**Set exercise 1**
In the octree post, how many objects will the tree contain?
**Set exercise 2**
Condense the paragraph of the octree post that begins "I am currently working on my own octree in C" into a short bulleted list, keeping its main facts.
**Set exercise 3**
Resume the octree post after its final line, "func(void* node)", and keep writing in the same style.

I am currently working on my own octree in C. The tree will contain a few billion objects, so memory efficiency is key. To achieve this I currently use one struct with a flag and a union, but I think it is not clean and it is wasting space for the inner node because I only need an 8-bit flag but memory is being reserved for the 64-bit index. My code currently is as follows:
typedef struct _OctreeNode
{
uint64_t location_code;
union
{
uint8_t child_exists;
uint64_t object_index;
} data;
uint8_t type;
} OctreeNode;
I would like to split this up into two different structs. One leaf node and one inner node. As follows:
typedef struct _OctreeInnerNode
{
uint64_t location_code;
uint8_t child_exists;
uint8_t type;
} OctreeInnerNode;
typedef struct _OctreeLeafNode
{
uint64_t location_code;
uint64_t object_index;
uint8_t type;
} OctreeLeafNode;
Now the problem arises with my unordered map based on the hash of the location code. It uses a void pointer, so storing two different structs is not a problem. I know a possibility would be to have the flag be the first element and dereference the pointer to the flag datatype to derive the type, like so:
typedef struct _OctreeLeafNode
{
uint8_t type;
uint64_t location_code;
uint64_t object_index;
} OctreeLeafNode;
void
func(void* node)

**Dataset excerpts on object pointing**
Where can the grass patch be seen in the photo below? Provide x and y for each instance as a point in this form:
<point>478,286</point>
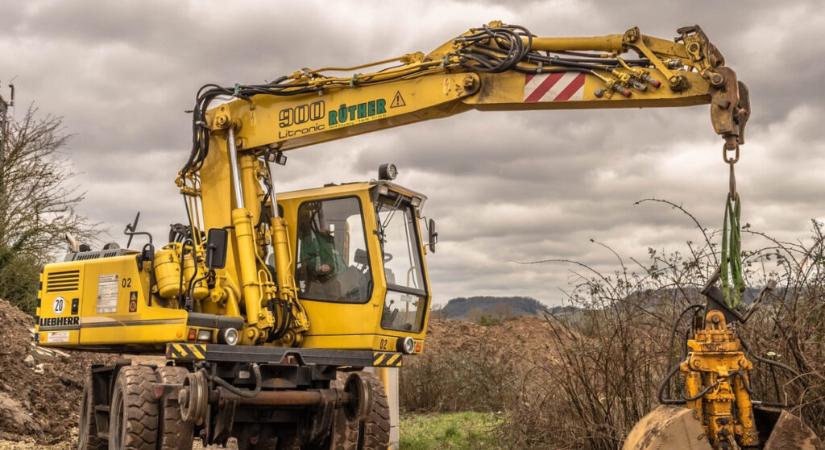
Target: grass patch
<point>453,431</point>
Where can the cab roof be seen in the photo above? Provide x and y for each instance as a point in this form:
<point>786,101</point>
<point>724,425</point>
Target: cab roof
<point>348,188</point>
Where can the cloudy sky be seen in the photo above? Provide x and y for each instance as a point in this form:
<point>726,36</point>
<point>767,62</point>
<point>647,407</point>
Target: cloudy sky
<point>504,186</point>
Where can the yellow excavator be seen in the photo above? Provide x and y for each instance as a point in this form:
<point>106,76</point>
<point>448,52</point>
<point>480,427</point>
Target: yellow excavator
<point>267,306</point>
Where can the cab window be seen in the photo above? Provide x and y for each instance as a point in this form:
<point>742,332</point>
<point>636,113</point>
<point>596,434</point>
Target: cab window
<point>332,259</point>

**Output 1**
A few billion objects.

**Output 2**
- The author is building an octree in C that will hold a few billion objects, so memory efficiency is key.
- The current design uses one struct with a flag and a union.
- The author finds this unclean and wasteful for inner nodes: they need only an 8-bit flag, but memory is reserved for the 64-bit index.
- The current code is shown next.

**Output 3**
{
uint8_t type = *(uint8_t*)node;
if (type == LEAF_NODE) {
OctreeLeafNode* leaf_node = (OctreeLeafNode*)node;
}
}
I was wondering if there is a cleaner way. Or is this not recommended? How would I be supposed to deal with multiple possibilities for structs and void pointers?
Thanks in advance!
This a method that is used commonly in C
.
But just put these field at start of structure (first field) and never change their position. In addition, you need to keep them in all your structures.
A common sample for this approach is the version
field in structures (or type
in your case). You can keep them at start of structure, and then check structure version by similar method. something like this:
struct _base {
uint8_t ver;
};
#define TYPE_OLD 0
struct _a_old {
struct _base info;
uint8_t a;
};
#define TYPE_NEW 1
struct _a_new {
struct _base info;
uint8_t a;
uint8_t b;
};
Now you can identify different types by casting your data to struct _base
and checking ver
field.
unsigned char* buf = ...
switch (((struct _base*)buf)->ver)
{
case TYPE_OLD:
{
struct _a_old* old = (struct _a_old*)buf;
// ...
break;
}
case TYPE_NEW:
{
struct _a_new* old = (struct _a_new*)buf;
// ...
break;
}
default:
// ...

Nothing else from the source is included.